» **Task statement**
Repeat only the lines from the one holding "of the twig" down to the last line of the listing below, including both of those lines.

──────────────────────────────

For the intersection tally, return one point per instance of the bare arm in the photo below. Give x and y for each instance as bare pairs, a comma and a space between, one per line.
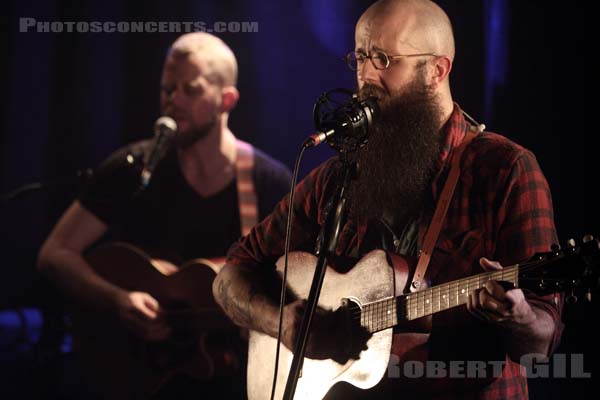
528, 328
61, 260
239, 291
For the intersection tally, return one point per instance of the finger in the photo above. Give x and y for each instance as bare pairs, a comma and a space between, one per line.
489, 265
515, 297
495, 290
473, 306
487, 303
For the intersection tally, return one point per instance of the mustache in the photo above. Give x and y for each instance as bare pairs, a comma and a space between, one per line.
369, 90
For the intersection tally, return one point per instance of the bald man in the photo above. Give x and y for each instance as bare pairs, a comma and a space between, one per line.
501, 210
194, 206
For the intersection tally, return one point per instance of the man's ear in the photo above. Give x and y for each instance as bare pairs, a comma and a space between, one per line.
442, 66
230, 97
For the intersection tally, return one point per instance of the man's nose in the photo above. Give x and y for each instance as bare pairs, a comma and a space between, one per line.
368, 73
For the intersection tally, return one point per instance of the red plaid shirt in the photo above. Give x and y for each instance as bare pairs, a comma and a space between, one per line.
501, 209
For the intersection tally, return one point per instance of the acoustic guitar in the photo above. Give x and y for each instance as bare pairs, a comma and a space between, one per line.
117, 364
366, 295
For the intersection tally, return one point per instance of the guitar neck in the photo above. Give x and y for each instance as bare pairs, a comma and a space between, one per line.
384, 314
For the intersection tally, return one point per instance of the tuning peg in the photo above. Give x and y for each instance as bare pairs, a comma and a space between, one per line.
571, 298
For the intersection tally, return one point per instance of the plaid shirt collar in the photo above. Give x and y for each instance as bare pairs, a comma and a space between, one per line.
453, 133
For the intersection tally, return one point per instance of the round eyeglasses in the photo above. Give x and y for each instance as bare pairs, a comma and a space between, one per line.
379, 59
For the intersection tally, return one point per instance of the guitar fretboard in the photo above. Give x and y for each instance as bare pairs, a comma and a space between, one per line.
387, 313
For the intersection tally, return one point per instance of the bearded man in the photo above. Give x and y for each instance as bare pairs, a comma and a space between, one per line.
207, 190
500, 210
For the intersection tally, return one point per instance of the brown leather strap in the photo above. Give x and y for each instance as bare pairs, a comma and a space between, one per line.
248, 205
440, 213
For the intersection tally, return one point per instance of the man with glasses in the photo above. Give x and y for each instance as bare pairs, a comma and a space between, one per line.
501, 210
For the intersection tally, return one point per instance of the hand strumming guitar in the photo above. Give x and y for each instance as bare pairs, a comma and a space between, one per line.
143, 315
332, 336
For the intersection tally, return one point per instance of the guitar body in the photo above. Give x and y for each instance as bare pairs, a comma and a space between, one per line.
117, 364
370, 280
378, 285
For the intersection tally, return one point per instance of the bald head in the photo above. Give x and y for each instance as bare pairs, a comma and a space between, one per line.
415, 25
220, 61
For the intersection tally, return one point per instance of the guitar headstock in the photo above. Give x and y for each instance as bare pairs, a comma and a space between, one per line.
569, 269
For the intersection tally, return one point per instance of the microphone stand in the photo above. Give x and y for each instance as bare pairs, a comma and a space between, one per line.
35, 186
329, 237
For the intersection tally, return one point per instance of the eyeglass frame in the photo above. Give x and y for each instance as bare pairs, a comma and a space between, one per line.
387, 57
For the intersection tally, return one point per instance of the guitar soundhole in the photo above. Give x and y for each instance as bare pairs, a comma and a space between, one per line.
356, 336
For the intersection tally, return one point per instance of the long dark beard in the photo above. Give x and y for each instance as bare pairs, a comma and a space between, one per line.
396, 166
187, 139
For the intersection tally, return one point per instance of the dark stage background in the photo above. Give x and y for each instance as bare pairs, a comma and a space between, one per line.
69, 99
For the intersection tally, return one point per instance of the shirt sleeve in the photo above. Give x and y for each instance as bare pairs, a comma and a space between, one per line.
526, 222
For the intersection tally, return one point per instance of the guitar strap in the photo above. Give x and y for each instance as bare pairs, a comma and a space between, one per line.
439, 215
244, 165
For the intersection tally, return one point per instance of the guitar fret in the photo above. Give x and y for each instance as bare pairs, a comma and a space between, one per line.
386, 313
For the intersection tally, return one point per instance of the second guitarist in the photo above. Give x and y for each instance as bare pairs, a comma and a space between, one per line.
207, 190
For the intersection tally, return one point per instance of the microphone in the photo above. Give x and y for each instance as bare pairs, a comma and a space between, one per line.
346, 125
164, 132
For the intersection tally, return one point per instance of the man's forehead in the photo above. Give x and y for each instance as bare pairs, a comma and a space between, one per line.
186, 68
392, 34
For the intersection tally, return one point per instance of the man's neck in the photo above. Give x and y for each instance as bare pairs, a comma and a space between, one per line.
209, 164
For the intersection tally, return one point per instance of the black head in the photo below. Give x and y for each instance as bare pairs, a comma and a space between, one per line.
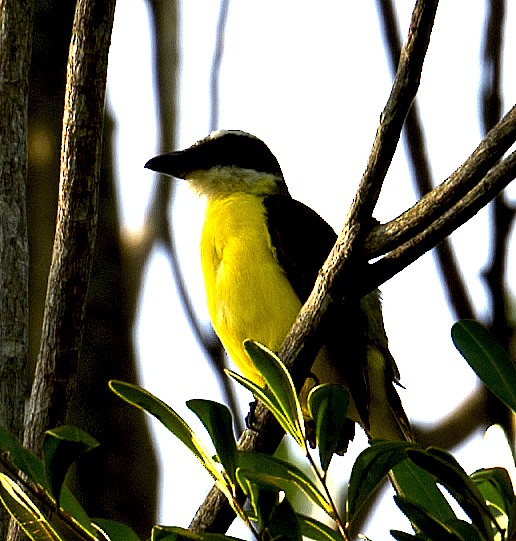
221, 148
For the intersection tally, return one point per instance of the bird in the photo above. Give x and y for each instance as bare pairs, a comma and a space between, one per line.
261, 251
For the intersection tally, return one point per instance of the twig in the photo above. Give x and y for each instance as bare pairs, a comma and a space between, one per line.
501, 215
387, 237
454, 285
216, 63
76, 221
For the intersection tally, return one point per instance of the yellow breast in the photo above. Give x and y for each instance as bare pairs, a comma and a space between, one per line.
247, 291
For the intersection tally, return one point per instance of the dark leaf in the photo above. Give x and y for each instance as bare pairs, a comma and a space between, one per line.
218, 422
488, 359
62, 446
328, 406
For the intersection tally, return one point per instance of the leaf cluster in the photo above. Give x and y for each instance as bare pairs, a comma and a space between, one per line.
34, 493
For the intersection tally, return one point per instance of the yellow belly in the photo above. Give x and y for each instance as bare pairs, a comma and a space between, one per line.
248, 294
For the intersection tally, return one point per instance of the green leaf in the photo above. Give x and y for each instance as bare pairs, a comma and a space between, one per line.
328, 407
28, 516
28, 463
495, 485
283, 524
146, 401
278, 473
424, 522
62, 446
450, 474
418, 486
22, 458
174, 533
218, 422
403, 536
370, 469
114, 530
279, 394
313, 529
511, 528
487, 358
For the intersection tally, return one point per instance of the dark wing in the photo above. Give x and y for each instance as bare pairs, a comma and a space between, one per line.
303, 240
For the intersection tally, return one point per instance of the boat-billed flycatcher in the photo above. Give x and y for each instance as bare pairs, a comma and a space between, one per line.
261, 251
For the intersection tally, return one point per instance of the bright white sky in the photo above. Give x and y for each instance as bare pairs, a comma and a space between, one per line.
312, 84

──────────────────────────────

» **Reply**
For the intersection tally, return one point per instance of the twig in the photo above. Give x and y for each instance as bare pairs, a comma and a space between, one per line.
501, 215
387, 237
454, 285
216, 63
76, 221
For the intersection tally, return one point per instance of the yellow breast in the photo above. Give x and y for each instance as bare pairs, a comma and a space between, one per line.
247, 291
For the intersection tally, return one point per instance of the dark leaf in the photo above. Give x and y for each instance as bare pairs, a comma and a space between, one per line.
218, 422
488, 359
62, 446
328, 406
For the intersection tally, return one point per instance of the leaf cluster in the photo above. Give x and y for each instance as bare pairs, a comma and a space between, one per line.
34, 493
For the intersection tally, return one point per instance of the yellow belly in the photo above. Give x and y for each instance as bare pairs, a comma and a space between, one per line.
248, 294
For the intersection tally, return one point per instance of the green leaf in the photo above. Give x and y for each instance as bare pairs, a comma and a space between, one per line.
328, 407
28, 516
28, 463
495, 485
283, 524
146, 401
278, 473
424, 522
62, 446
450, 474
418, 486
22, 458
174, 533
218, 422
403, 536
370, 469
114, 530
279, 394
313, 529
511, 528
487, 358
For the intersection tally, return one point per instance of the dark wing in the photo above. Give x and y for each instance as bare pairs, a comma and a space between, one per line.
303, 240
For the intersection tally, return one point per instance of the boat-billed flycatcher in the photo above. Give x and y for each instance as bare pairs, a comma and a space between, one per line.
261, 251
For the intersection tally, return one point per instance of the bright white sky in the photo above. Give x and y for each instance as bare pairs, a comma and a space between, one per line.
312, 84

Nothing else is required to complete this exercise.